### Goal of the exercise:
Your task is to reproduce the material exactly.

::: Materials provided :::

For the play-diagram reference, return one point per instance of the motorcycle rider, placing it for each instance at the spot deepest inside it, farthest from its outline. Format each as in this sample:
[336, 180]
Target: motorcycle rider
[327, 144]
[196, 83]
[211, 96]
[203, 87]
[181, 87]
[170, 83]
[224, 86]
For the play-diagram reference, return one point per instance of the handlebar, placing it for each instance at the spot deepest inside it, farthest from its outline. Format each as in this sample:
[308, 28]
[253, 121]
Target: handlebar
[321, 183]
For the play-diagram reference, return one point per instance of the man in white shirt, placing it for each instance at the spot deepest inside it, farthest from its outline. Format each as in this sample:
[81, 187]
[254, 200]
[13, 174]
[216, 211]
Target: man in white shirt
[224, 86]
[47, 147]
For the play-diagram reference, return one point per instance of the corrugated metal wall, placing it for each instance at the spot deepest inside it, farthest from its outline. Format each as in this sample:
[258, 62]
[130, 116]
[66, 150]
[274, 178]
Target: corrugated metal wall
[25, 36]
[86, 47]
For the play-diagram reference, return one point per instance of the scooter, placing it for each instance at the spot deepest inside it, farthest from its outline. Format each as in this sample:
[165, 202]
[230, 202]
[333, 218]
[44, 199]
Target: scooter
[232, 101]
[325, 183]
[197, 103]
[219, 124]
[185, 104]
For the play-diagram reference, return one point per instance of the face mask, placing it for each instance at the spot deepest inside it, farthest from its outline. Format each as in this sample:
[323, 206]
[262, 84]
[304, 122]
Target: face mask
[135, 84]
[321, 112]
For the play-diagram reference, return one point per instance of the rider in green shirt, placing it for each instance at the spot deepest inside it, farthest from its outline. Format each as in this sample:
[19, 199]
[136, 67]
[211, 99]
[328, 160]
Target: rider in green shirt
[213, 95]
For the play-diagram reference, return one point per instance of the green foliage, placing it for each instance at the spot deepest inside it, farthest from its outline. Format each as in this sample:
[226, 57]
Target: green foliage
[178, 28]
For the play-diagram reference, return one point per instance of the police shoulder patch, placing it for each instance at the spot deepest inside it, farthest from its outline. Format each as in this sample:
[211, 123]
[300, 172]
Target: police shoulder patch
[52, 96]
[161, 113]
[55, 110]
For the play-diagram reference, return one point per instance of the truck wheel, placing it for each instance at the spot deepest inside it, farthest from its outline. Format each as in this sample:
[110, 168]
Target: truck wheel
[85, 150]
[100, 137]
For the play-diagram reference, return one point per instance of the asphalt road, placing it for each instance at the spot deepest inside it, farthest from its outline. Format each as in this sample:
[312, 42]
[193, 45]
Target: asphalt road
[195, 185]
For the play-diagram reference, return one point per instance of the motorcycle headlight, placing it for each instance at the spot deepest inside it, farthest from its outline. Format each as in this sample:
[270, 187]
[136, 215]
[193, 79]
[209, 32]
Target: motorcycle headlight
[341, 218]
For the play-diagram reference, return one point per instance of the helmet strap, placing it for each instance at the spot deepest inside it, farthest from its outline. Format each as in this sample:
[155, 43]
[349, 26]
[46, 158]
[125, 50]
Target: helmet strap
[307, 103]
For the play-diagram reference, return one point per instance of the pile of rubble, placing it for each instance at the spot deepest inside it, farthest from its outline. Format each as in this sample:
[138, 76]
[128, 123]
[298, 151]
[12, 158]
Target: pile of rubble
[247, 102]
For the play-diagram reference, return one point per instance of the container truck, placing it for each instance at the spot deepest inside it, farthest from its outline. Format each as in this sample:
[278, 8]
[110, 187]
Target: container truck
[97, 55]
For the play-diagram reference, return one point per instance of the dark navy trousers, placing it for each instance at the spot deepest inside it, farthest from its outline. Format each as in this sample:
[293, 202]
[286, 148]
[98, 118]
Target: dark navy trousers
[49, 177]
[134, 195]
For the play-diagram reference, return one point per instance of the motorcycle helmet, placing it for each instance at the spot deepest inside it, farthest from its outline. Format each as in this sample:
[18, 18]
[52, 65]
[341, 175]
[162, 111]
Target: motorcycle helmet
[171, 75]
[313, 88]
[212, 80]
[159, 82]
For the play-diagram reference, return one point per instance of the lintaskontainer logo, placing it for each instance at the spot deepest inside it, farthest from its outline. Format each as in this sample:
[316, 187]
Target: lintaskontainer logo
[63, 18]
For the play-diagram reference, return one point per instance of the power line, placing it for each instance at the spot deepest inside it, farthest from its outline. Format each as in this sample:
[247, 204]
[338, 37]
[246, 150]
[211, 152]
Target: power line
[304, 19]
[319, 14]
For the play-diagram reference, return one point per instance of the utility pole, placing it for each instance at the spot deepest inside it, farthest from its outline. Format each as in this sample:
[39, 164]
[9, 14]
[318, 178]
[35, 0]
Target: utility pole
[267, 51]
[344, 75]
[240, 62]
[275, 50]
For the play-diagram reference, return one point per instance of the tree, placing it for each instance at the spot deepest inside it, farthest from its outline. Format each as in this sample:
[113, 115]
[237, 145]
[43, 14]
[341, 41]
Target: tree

:::

### Answer below:
For the play-diagram reference, return one point per instance of the motorcycle rider, placing it for each instance at the spot deepest inside it, farthest from its outline. Format each as in this sample:
[336, 180]
Target: motorcycle rider
[327, 144]
[196, 83]
[211, 96]
[203, 87]
[181, 87]
[170, 83]
[224, 86]
For the play-diagram reference, return one point per instance of the handlebar, placing it for each instance at the spot deepest inside it, farthest from its outline. Format each as in this sample:
[308, 28]
[253, 121]
Target: handlebar
[321, 183]
For the play-diagram reference, return one point per instance of the man in white shirt, placing it for each instance at the spot deepest inside it, farthest from its outline. Format each as in this sample:
[81, 187]
[254, 200]
[13, 174]
[216, 211]
Target: man in white shirt
[224, 86]
[47, 147]
For the play-diagram reference, return one point per instance of the corrugated metal wall, placing it for each instance at the spot deepest inside it, farthest from its outline. Format each as in this sample:
[258, 62]
[130, 116]
[66, 150]
[274, 178]
Target: corrugated metal wall
[25, 36]
[86, 47]
For the play-diagram reference, return one point per instance of the scooter, placing it for each instance at the spot deepest inside it, farthest from its outline. Format each as in this sample:
[165, 202]
[230, 202]
[333, 218]
[44, 199]
Target: scooter
[232, 101]
[325, 183]
[197, 103]
[219, 124]
[185, 104]
For the play-diagram reference, return one point per instance of the face mask, placing it for each instance at the spot deepest inside it, farthest from its outline. Format each as in this sample:
[323, 206]
[262, 84]
[304, 122]
Target: face mask
[135, 84]
[321, 112]
For the play-diagram reference, return one point per instance of the rider in green shirt, placing it for each instance at the spot deepest inside it, farthest from its outline. Format each as in this sample:
[19, 199]
[136, 67]
[211, 99]
[328, 160]
Target: rider in green shirt
[213, 95]
For the play-diagram reference, return one point per instance of the green foliage, placing it for each instance at the spot deepest inside it, farthest from its outline. Format each as in this sample:
[226, 57]
Target: green foliage
[178, 28]
For the play-diagram reference, return one point per instance of the police shoulder patch, placing it for each instance at the spot deepest inside it, farthest from its outline. Format each as in this sample:
[211, 123]
[300, 172]
Target: police shoulder patch
[52, 96]
[161, 113]
[55, 110]
For the play-diagram reference, return one point per instance of the truck wheel, placing it for each instance at the spot deepest inside it, farthest from its outline. Format each as in this sample:
[110, 168]
Target: truck wheel
[85, 150]
[100, 137]
For the play-diagram reference, return one point per instance of the asphalt road, placing it for each instance at the spot deepest inside it, farthest from its outline. Format each as in this sample:
[312, 42]
[193, 45]
Target: asphalt road
[195, 185]
For the play-diagram reference, return one point per instance of the motorcycle headlight, placing it for each instance at the spot deepest inside it, farthest from its outline. Format each as in this sample:
[270, 187]
[136, 215]
[193, 79]
[209, 32]
Target: motorcycle headlight
[341, 218]
For the play-diagram reference, return one point per instance of the helmet strap, placing it for each instance at the spot deepest inside it, farthest from its outline. Format each as in this sample:
[155, 43]
[349, 26]
[46, 158]
[125, 50]
Target: helmet strap
[307, 103]
For the play-diagram reference, return one point per instance of the pile of rubble, placing it for each instance at the spot deepest inside it, farthest from its outline. Format each as in this sample:
[138, 76]
[128, 123]
[298, 151]
[12, 158]
Target: pile of rubble
[247, 102]
For the play-diagram reference, return one point per instance of the container truck, placing it for each instance at the spot deepest inside it, farthest from its outline. Format each as in this sample:
[278, 8]
[110, 187]
Target: container truck
[97, 55]
For the play-diagram reference, return one point per instance of the dark navy trousers, placing it for each instance at the spot deepest inside it, farthest from its outline. Format each as in this sample:
[293, 202]
[286, 148]
[98, 118]
Target: dark navy trousers
[49, 177]
[134, 195]
For the play-diagram reference, return one point per instance of the motorcycle helmet, placing it for each instance at the spot deepest inside it, farthest from its outline. Format each as in this sample:
[18, 18]
[52, 65]
[341, 175]
[162, 111]
Target: motorcycle helmet
[171, 75]
[313, 88]
[212, 80]
[159, 82]
For the play-diagram reference, return one point per instance of the lintaskontainer logo, placing it for each instance at the spot deepest inside it, farthest from its outline. Format each as in this sample:
[316, 187]
Target: lintaskontainer logo
[63, 18]
For the play-diagram reference, return one point per instance of the power line, placing it for each instance at the spot deepest inside it, farthest from its outline. Format each as in this sample:
[247, 204]
[338, 37]
[246, 150]
[211, 152]
Target: power line
[304, 19]
[319, 14]
For the play-diagram reference, return one point per instance of the utility pole, placing it for each instance at the spot deepest inside it, farthest from its outline. Format each as in this sample:
[39, 164]
[9, 14]
[318, 178]
[35, 0]
Target: utility pole
[267, 51]
[344, 75]
[240, 62]
[275, 50]
For the play-diagram reference, return one point per instance of the tree, placing it for each instance at the spot deepest inside it, farthest from its outline. Format each as in this sample:
[113, 115]
[237, 145]
[43, 14]
[341, 41]
Target: tree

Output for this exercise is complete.